# Brink's cluster 3



## Brink (Aug 25, 2013)

[attachment=29784]



[attachment=29785]



[attachment=29786]

Arts and crafts style coffee table



[attachment=29787]



[attachment=29788]



[attachment=29790]

"client be good" paddle



[attachment=29791]

Yummy pork chop


----------



## woodtickgreg (Aug 25, 2013)

Luv the table! Pork chop looks pretty good too.  Dang, now I'm hungry.


----------



## Kevin (Aug 25, 2013)

That's a nice design. I like most A&C designs but I like that one more than most. That 3rd pic really shows the beauty of that particular design. 

:welldone:


----------



## Brink (Aug 25, 2013)

Hanks guys :)

I'm very proud of how the pork chop turned out. And cooked over charcoal and white oak scraps, little lime and some spices. 

The table is the third piece I did for a couple that's renovating $1mil + home. I have to work closely with their interior designer, and their particular style, then build within very tight dimensions. Fun work for me.


----------



## Brink (Aug 25, 2013)

[attachment=29799]

Close up of the legs. QS white oak on all four sides.


----------



## Mike1950 (Aug 25, 2013)

Very nice work- I really like the table.............


----------

---------------

= DIRECTIONS =
a) Answer each question from the thread.
(i) What did Brink cook the pork chop over?
(ii) What wood covers all four sides of the table legs?
(iii) Which piece for the renovating couple was the coffee table: first, second, or third?
b) Using the thread, explain in one to three sentences what governed how Brink had to build the coffee table.

= DATASET SECTION =
---------------

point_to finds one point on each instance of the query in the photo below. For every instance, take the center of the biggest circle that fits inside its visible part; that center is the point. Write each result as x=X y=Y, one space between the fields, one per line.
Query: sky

---------------

= IN RESPONSE =
a)
(i) Charcoal and white oak scraps.
(ii) Quartersawn (QS) white oak.
(iii) The third.

b) The table was for a couple renovating a home worth over $1 million. Brink had to work closely with their interior designer and follow their particular style. The piece also had to fit within very tight dimensions.